» **KUTIPAN SUMBER**:

■ ■ ■

MENIKAH LAGI?

MENIKAH LAGI?

 

Apa boleh nikah lagi? Kalau nikah lagi nanti di surga ia punya "Adabuenni. Apa kedua suaminya tidak akan saling pelotot?" Demikian tanya seorang peserta pemahaman Alkitab.

"Pada ibadah 40 tahun nikah Mami dan Papi, Pak Andar memuji kerapian Mami yang bersemboyan bahwa seprai tidak boleh keriput. Kemudian saat Mami meninggal dunia, Pak Andar berbisik menghibur Papi bahwa Mami pergi terlebih dulu untuk merapikan seprai bagi Papi. Sekarang kami bingung karena katanya Papi mungkin mau menikah lagi. Kasihan Mami. Nanti di surga ada dua istri Papi. Pasti Mami sedih. Kasihan dong Mami." Demikian keluh putri keluarga ini. Dari dua ucapan itu terkesan bahwa orang cenderung berpikir naif dan mempersempit persoalan tentang nikah ulang. Orang menganggap persoalannya hanyalah perkara boleh atau tidak. Atau, perkara siapa yang akan menjadi istri/suami di surga. Kasus nikah ulang jarang terjadi selama saya menjadi pendeta

GKI Samanhudi, namun dari kasus-kasus yang ada itu saya banyak belajar. Meskipun persoalannya berbeda, demi ringkasnya di sini saya menyamakan nikah ulang pada golongan usia dewasa sekitar 40 tahun dan nikah ulang golongan usia lanjut sekitar 60 tahun. Demikian pula nikah ulang akibat kematian dan nikah ulang akibat per ceraian.

■ ■ ■

» **DATA TERSIMPAN**:
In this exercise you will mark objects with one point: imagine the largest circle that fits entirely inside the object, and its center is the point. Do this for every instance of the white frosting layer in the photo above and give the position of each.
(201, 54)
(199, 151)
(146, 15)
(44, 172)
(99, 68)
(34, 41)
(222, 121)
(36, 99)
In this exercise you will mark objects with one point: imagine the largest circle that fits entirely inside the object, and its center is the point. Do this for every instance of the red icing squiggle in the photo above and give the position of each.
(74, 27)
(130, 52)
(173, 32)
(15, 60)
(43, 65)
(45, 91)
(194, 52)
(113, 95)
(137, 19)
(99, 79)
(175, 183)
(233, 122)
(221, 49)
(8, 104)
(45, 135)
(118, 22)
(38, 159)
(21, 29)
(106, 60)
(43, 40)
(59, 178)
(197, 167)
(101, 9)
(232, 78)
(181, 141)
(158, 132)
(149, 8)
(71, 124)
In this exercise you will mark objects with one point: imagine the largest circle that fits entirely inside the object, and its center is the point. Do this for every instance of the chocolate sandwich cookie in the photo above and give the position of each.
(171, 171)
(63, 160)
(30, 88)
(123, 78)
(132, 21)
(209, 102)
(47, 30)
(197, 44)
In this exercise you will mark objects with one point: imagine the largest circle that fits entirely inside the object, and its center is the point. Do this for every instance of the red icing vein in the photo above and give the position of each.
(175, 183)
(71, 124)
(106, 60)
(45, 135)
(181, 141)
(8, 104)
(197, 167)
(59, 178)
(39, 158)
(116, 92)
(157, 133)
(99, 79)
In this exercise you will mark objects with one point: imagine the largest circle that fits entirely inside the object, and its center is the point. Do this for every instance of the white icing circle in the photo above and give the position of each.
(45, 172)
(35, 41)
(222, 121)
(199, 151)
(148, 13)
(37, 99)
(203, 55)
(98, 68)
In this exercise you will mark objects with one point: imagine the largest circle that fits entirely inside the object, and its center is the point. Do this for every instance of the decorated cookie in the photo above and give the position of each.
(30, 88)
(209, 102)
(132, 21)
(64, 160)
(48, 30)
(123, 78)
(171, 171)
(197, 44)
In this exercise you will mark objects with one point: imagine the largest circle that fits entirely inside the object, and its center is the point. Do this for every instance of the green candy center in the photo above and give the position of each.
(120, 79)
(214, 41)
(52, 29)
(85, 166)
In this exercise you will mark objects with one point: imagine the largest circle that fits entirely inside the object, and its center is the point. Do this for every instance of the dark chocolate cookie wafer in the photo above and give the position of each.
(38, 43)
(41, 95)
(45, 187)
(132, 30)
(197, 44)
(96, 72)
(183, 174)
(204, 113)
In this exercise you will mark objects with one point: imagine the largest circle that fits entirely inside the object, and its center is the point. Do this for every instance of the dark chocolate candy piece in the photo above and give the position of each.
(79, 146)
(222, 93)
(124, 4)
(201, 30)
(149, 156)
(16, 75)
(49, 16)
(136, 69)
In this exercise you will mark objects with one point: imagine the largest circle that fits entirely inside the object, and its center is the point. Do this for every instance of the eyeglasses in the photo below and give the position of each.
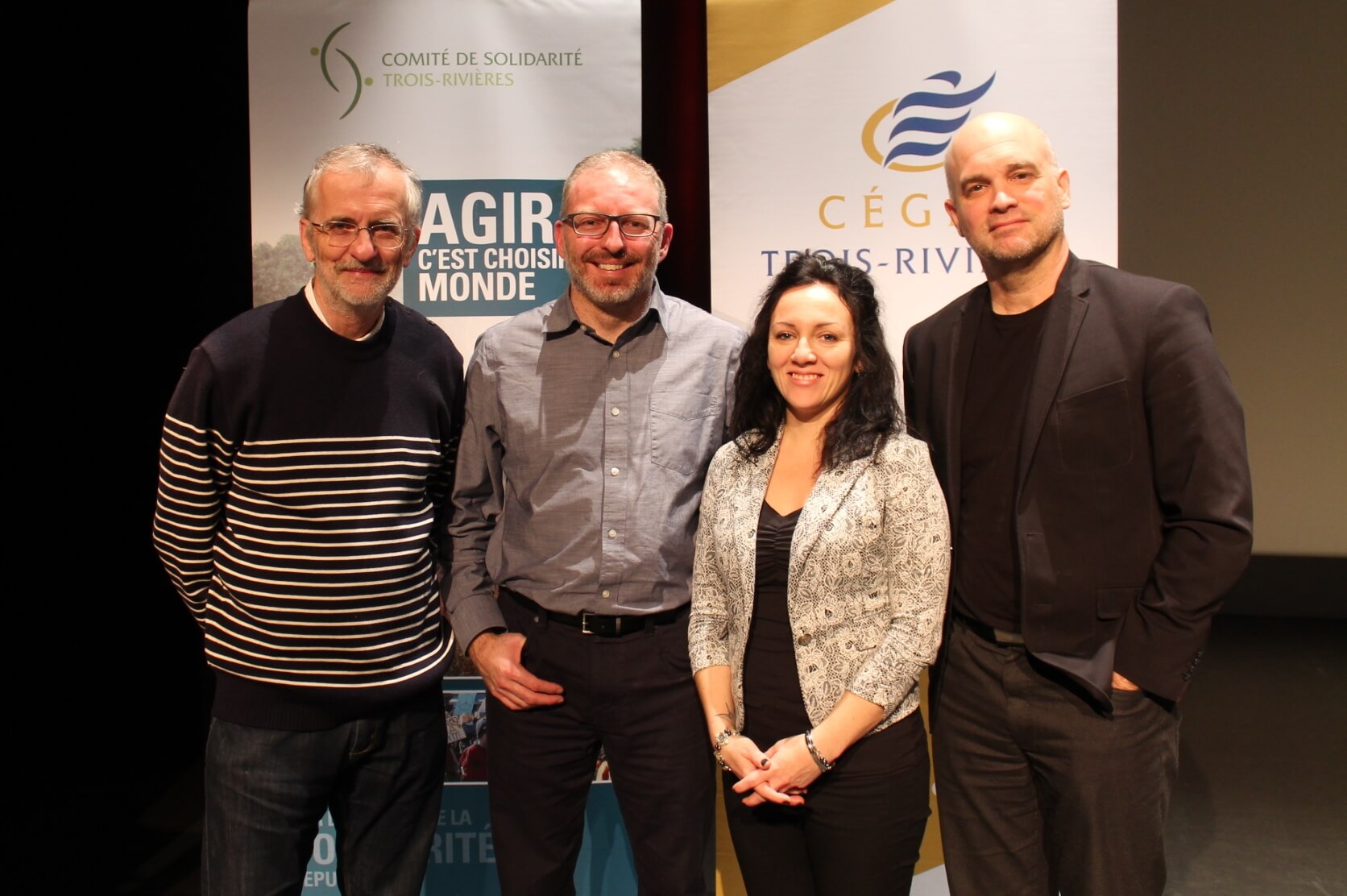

■ ■ ■

» **TUGAS YANG DIMINTA**: Tolong salin persis seluruh bagian tulisan tentang menikah lagi, mulai dari "Apa boleh nikah" terus sampai ke "peserta pemahaman Alkitab.". Baris-baris data di atas tidak diperlukan.

» **JAWABAN BERIKUT**:
Apa boleh nikah lagi? Kalau nikah lagi nanti di surga ia punya "Adabuenni. Apa kedua suaminya tidak akan saling pelotot?" Demikian tanya seorang peserta pemahaman Alkitab.